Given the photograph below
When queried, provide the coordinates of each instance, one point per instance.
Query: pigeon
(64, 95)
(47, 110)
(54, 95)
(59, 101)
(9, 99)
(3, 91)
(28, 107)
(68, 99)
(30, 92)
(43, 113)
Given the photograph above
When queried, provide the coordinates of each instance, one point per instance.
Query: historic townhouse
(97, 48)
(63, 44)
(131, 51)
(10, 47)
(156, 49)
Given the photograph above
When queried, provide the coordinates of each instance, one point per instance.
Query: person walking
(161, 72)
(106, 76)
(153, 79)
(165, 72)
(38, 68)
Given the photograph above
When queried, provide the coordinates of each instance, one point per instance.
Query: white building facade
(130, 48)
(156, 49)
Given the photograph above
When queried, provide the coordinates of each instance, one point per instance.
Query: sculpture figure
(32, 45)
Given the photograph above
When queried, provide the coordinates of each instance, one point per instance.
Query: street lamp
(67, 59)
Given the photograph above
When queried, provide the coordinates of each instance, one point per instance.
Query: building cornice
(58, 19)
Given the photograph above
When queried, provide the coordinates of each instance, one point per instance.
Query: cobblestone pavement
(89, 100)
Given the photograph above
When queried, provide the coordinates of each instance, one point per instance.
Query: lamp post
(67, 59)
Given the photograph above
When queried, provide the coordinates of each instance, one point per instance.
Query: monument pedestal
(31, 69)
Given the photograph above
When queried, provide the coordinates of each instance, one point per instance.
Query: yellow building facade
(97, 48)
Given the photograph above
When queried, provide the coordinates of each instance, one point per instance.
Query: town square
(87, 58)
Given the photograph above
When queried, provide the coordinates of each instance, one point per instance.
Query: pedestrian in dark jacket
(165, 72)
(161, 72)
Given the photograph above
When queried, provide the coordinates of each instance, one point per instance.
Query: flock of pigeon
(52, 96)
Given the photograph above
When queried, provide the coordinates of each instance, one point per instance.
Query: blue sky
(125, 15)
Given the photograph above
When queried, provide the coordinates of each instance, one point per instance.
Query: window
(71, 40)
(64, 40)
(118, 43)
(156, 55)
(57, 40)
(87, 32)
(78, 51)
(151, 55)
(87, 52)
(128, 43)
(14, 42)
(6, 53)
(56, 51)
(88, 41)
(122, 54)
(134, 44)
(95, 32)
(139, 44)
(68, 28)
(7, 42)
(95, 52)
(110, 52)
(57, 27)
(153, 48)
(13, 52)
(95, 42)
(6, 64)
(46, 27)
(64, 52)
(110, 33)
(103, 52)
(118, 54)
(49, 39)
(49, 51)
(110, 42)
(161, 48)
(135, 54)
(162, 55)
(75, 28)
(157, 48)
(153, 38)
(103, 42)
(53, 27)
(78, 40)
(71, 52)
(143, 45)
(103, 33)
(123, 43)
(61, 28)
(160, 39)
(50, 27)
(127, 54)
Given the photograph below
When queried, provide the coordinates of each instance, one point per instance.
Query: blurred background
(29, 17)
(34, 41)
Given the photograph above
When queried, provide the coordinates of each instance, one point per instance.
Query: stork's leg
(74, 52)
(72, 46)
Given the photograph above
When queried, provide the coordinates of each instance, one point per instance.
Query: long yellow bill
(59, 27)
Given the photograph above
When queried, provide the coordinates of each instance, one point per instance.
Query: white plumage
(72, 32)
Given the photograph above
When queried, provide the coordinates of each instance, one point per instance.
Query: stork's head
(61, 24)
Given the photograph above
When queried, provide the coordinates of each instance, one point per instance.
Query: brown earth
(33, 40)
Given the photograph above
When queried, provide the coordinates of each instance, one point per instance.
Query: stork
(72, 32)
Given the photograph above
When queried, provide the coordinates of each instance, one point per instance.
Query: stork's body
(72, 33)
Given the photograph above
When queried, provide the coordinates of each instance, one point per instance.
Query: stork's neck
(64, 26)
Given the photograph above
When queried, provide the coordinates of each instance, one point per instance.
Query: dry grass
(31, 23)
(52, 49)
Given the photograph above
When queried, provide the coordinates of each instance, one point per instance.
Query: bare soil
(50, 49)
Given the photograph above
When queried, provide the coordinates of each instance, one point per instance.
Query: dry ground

##########

Verbatim reproduction of the entries is required.

Given the photograph below
When queried, provide the coordinates of each instance, one point per instance.
Query: pigeon
(64, 95)
(47, 110)
(54, 95)
(59, 101)
(9, 99)
(3, 91)
(28, 107)
(68, 99)
(30, 92)
(43, 113)
Given the photograph above
When queried, provide the coordinates of each instance, one point per instance.
Query: historic townhouse
(97, 48)
(63, 44)
(131, 51)
(10, 47)
(156, 49)
Given the photograph above
When queried, provide the coordinates of each instance, one point per instance.
Query: person walking
(161, 72)
(106, 76)
(153, 79)
(165, 72)
(38, 68)
Given the photograph above
When queried, provide the coordinates of each instance, one point per instance.
Query: white building facade
(130, 48)
(156, 49)
Given the photograph above
When queried, provide the coordinates of each instance, one point per instance.
Query: sculpture figure
(32, 45)
Given the photograph above
When queried, provide the coordinates of each instance, one point per instance.
Query: street lamp
(67, 59)
Given the photograph above
When queried, provide the coordinates of each instance, one point per instance.
Query: building cornice
(58, 19)
Given the photograph above
When queried, provide the coordinates of each instance, one point per instance.
Query: cobblestone pavement
(89, 100)
Given the photograph above
When queried, provide the coordinates of each instance, one point per instance.
Query: lamp post
(67, 59)
Given the photograph above
When queried, provide the coordinates of each instance, one point per instance.
Query: monument pedestal
(31, 69)
Given the photograph above
When queried, provide the coordinates of each instance, one point per instance.
Query: yellow building facade
(97, 48)
Given the photograph above
When queried, provide the coordinates of each instance, one point per instance.
Query: town square
(87, 58)
Given the photograph above
When queried, provide the coordinates of each instance, one point per instance.
Query: pedestrian in dark jacket
(165, 72)
(161, 72)
Given the photograph above
When queried, provide the coordinates of each instance, one point per instance.
Query: flock of pigeon
(52, 96)
Given the photograph above
When queried, provide the coordinates of each instance, one point per instance.
Query: blue sky
(125, 15)
Given the photograph above
When queried, provide the coordinates of each instance, one point per instance.
Query: window
(71, 40)
(64, 40)
(118, 43)
(156, 55)
(57, 40)
(87, 32)
(78, 51)
(151, 55)
(87, 52)
(128, 43)
(14, 42)
(6, 53)
(56, 51)
(88, 41)
(122, 54)
(134, 44)
(95, 32)
(139, 44)
(68, 28)
(7, 42)
(95, 52)
(110, 52)
(57, 27)
(153, 48)
(13, 52)
(95, 42)
(6, 64)
(46, 27)
(64, 52)
(110, 33)
(103, 52)
(118, 54)
(49, 39)
(49, 51)
(110, 42)
(161, 48)
(135, 54)
(162, 55)
(75, 28)
(157, 48)
(153, 38)
(103, 42)
(53, 27)
(78, 40)
(71, 52)
(143, 45)
(103, 33)
(123, 43)
(61, 28)
(160, 39)
(50, 27)
(127, 54)
Given the photograph below
When queried, provide the coordinates of each instance, one point per instance.
Query: blurred background
(29, 17)
(34, 41)
Given the photograph above
When queried, provide the coordinates of each instance, one point per instance.
Query: stork's leg
(74, 52)
(72, 46)
Given the photograph above
When queried, provide the coordinates of each instance, one point per instance.
Query: long yellow bill
(59, 27)
Given the photograph above
When queried, provide the coordinates of each instance, one point per instance.
Query: white plumage
(72, 32)
Given the photograph above
When queried, provide the coordinates of each instance, one point per instance.
Query: stork's head
(61, 24)
Given the photograph above
When queried, provide the coordinates of each instance, one point per instance.
Query: brown earth
(33, 40)
Given the photograph above
When queried, provide the coordinates of each instance, one point per instance.
Query: stork
(72, 32)
Given the photograph above
When queried, provide the coordinates of each instance, one point per instance.
Query: stork's body
(72, 33)
Given the photograph above
When queried, provide the coordinates of each instance, one point per instance.
Query: stork's neck
(64, 26)
Given the photograph above
When queried, provide the coordinates of each instance, one point per instance.
Query: dry grass
(31, 23)
(52, 49)
Given the photograph above
When queried, provide the coordinates of each instance, one point per instance.
Query: bare soil
(50, 49)
Given the photograph above
When queried, provide the coordinates of each instance, one point per instance.
Query: dry ground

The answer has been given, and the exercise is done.